== PROVIDED ENTRIES ==

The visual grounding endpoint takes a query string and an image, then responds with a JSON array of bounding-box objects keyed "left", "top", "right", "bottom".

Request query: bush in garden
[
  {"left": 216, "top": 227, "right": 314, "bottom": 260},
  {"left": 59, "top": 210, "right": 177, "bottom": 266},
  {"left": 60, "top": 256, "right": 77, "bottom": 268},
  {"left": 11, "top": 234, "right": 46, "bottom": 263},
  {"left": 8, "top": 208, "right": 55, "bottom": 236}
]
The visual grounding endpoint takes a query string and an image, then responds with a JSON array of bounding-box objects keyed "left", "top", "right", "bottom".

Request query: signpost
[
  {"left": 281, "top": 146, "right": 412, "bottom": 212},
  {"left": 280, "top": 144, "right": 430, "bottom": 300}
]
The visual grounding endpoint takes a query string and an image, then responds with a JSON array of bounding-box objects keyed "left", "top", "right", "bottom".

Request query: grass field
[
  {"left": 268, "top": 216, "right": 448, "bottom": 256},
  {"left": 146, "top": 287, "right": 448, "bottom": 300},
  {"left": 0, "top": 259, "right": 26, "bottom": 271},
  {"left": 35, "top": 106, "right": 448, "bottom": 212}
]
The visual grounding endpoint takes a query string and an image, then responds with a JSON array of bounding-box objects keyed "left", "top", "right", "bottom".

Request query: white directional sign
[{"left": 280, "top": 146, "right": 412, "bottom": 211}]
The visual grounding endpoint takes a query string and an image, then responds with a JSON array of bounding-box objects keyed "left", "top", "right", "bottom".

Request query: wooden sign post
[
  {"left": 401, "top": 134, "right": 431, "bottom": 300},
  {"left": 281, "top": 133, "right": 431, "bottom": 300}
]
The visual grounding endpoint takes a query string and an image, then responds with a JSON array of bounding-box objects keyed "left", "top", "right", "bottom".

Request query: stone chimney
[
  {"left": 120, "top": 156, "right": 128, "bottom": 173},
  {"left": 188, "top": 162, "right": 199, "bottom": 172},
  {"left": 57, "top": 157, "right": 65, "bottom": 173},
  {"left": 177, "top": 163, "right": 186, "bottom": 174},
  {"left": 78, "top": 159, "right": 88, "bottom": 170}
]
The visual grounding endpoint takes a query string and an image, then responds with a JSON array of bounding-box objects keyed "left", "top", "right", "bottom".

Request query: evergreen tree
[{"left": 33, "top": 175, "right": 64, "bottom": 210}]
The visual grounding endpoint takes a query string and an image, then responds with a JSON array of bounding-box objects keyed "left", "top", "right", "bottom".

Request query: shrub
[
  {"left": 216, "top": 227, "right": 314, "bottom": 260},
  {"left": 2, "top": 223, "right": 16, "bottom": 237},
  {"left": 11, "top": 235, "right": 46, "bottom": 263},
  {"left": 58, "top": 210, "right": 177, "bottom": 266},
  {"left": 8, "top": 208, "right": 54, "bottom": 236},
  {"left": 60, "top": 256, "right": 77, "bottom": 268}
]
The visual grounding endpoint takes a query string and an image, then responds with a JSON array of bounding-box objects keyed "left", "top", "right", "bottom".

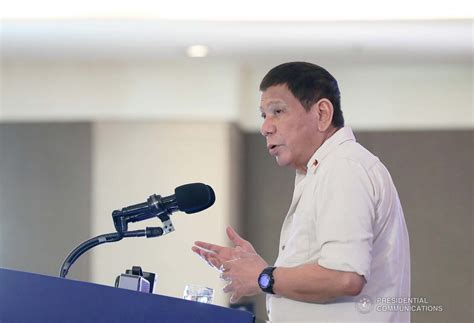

===

Set down each record above exactly as it stands and leave out all pictures.

OUTPUT OF THE EXERCISE
The visual grounding endpoint takes a query string and an image, then responds with a JSON array of bounding-box objects keyed "left", "top", "right", "bottom".

Request query: bush in garden
[
  {"left": 216, "top": 227, "right": 314, "bottom": 260},
  {"left": 59, "top": 210, "right": 177, "bottom": 266},
  {"left": 60, "top": 256, "right": 77, "bottom": 268},
  {"left": 11, "top": 234, "right": 46, "bottom": 263},
  {"left": 8, "top": 208, "right": 55, "bottom": 236}
]
The visual grounding endpoint takes a query string and an image, then responds with a JSON array of bounding-box objects keyed "left", "top", "right", "bottom".

Request query: signpost
[
  {"left": 281, "top": 146, "right": 412, "bottom": 212},
  {"left": 280, "top": 144, "right": 430, "bottom": 300}
]
The visual grounding endpoint takes a query string and an image, then responds with a JSON array of bounding-box objects keyed "left", "top", "right", "bottom".

Request query: grass field
[
  {"left": 268, "top": 216, "right": 448, "bottom": 256},
  {"left": 146, "top": 287, "right": 448, "bottom": 300},
  {"left": 0, "top": 259, "right": 26, "bottom": 271},
  {"left": 35, "top": 106, "right": 448, "bottom": 212}
]
The visual grounding endpoint takes a query string and an image, then responds with a JSON array of bounding-box objects keyed "left", "top", "right", "bottom".

Request query: white directional sign
[{"left": 280, "top": 146, "right": 412, "bottom": 211}]
The visual grounding endpoint takes a query string and an image, then responds with a JSON array of bounding-box objects keyed "left", "top", "right", "bottom".

Request query: wooden sign post
[
  {"left": 401, "top": 134, "right": 431, "bottom": 300},
  {"left": 281, "top": 133, "right": 431, "bottom": 300}
]
The visual grounding endpoint takes a query string and an image, then responds with a JSON array of bounding-box objects keyed "left", "top", "right", "bottom".

Request query: stone chimney
[
  {"left": 120, "top": 156, "right": 128, "bottom": 173},
  {"left": 188, "top": 162, "right": 199, "bottom": 172},
  {"left": 57, "top": 157, "right": 65, "bottom": 173},
  {"left": 177, "top": 163, "right": 186, "bottom": 174},
  {"left": 78, "top": 159, "right": 88, "bottom": 170}
]
The visual grounding endpoint takes a query string and an image, then responds with a JSON array of bounding-box objects keyed "left", "top", "right", "bottom".

Request query: evergreen tree
[{"left": 33, "top": 175, "right": 64, "bottom": 210}]
The visual grounding endpoint takes a query string and an image, then responds with a JSON array of bounding-box objects keyed "left", "top", "right", "bottom".

Request query: shrub
[
  {"left": 216, "top": 227, "right": 314, "bottom": 260},
  {"left": 2, "top": 223, "right": 16, "bottom": 237},
  {"left": 11, "top": 235, "right": 46, "bottom": 263},
  {"left": 58, "top": 210, "right": 177, "bottom": 266},
  {"left": 8, "top": 208, "right": 54, "bottom": 236},
  {"left": 60, "top": 256, "right": 77, "bottom": 268}
]
The visual grounding endpoint takes a query string and an image, then responds with a JSON array of bounding-box objects keyed "left", "top", "right", "bottom".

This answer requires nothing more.